- SOURCE TEXT
.....
No one was guarding the gates to the grounds of the Imamzadeh Ali Akbar Cheezari in Tehran, where the son of the Imam Zayn al-Abedin is interred, the first time I visited, in 2000. The mausoleum now stands in a cemetery where hundreds of martyrs of the war with Iraq are buried.

The war institutionalised martyrdom. For the Iranians who volunteered to fight, the Iran-Iraq war, like the battle at Karbala (where Imam Hussein was martyred in 680 CE in what is now Iraq), was a battle of the righteous against the infidels. The idea of martyrdom came to represent the union of citizen and nation, lover and beloved, servant of God and God. Martyrdom became state policy. Towards the end of the war, street names were changed to commemorate a new martyr so often that even the post office lost track.

Walking quickly past the graves towards the mausoleum, feeling as if I was intruding on the chadored women who were sitting near their dead sons, husbands, cousins, brothers and friends, I headed straight to the stairs that led up to the martyrdom museum. In the stairwell there were pictures of soldiers going off to war; in some of them, young mothers tied headbands on their sons’ foreheads, just as other mothers tie shoelaces on the first day of school. Could the pretty young mothers kissing their sons goodbye in the pictures be the same women as the old and weary figures sitting in the graveyard?
.....
- MATERIAL

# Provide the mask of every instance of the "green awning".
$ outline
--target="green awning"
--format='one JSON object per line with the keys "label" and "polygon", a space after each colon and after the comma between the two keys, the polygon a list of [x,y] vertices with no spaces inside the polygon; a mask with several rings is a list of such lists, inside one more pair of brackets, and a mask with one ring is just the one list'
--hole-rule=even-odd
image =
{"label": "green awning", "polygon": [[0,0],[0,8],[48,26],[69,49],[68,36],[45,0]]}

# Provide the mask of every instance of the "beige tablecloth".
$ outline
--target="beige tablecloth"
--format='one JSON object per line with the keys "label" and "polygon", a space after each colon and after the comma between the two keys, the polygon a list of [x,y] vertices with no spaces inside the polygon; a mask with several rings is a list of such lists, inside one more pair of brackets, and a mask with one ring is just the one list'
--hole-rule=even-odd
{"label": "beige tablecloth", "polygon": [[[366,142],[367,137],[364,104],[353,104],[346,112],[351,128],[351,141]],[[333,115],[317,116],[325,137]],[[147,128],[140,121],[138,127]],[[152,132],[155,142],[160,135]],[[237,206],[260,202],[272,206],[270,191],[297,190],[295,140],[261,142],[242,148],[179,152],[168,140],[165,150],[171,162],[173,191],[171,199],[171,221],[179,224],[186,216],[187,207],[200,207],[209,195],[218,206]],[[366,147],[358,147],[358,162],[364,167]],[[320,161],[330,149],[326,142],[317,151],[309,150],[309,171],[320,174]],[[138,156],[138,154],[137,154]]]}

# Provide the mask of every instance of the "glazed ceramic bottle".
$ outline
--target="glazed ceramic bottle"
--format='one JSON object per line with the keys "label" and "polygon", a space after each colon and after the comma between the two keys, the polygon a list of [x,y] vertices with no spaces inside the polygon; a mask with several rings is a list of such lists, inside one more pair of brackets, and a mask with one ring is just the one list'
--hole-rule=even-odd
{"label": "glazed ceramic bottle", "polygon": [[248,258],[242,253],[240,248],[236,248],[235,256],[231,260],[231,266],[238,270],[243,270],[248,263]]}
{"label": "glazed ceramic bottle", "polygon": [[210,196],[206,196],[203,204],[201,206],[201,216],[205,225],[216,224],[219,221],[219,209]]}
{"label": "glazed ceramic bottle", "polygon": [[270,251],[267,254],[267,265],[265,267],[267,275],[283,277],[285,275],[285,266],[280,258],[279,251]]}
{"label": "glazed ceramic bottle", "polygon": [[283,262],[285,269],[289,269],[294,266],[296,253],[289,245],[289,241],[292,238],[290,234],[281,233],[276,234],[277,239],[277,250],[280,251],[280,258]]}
.....
- DIRECTIONS
Extend the account of the visit to the Imamzadeh Ali Akbar Cheezari in Tehran, picking up right after its last sentence.

- WRITTEN RESPONSE
An exhibition of revolutionary photographs in black and white – the taking of the US Embassy, the marches outside Tehran University, dead Savak agents in the morgue – led up to the museum, which looked like any other marble-floored, white-walled government office. Only the octagonal opening through which the tomb of the saint below could be viewed suggested that this had once been the balconied area where, in a traditional mausoleum, female mourners sit to observe the ceremony below without being seen.

I was the only person there, but I waited by a desk near the entrance in case I was meant to buy a ticket. Posters of soldiers were for sale, along with accoutrements for prayer: beads, a prayer rug and a box with a kaffiyeh, a mohr or prayer stone, and a book of remembrance for the martyrs. Although the graveyard was full of mourners, the museum remained empty. Despite the state’s attempt to find a way to memorialise the dead en masse, the people were still choosing to mourn members of their own families.

I began to move slowly through the exhibits. The echo of hammering by workers mending the roof kept time with my footsteps. As I walked, I was haunted by the sense that one of the young men had slipped from his place pinned to the wall and was following me round the museum. Did he want me here, or was I intruding on a private war that I would never understand? Who gathered these objects? Who curates the dead?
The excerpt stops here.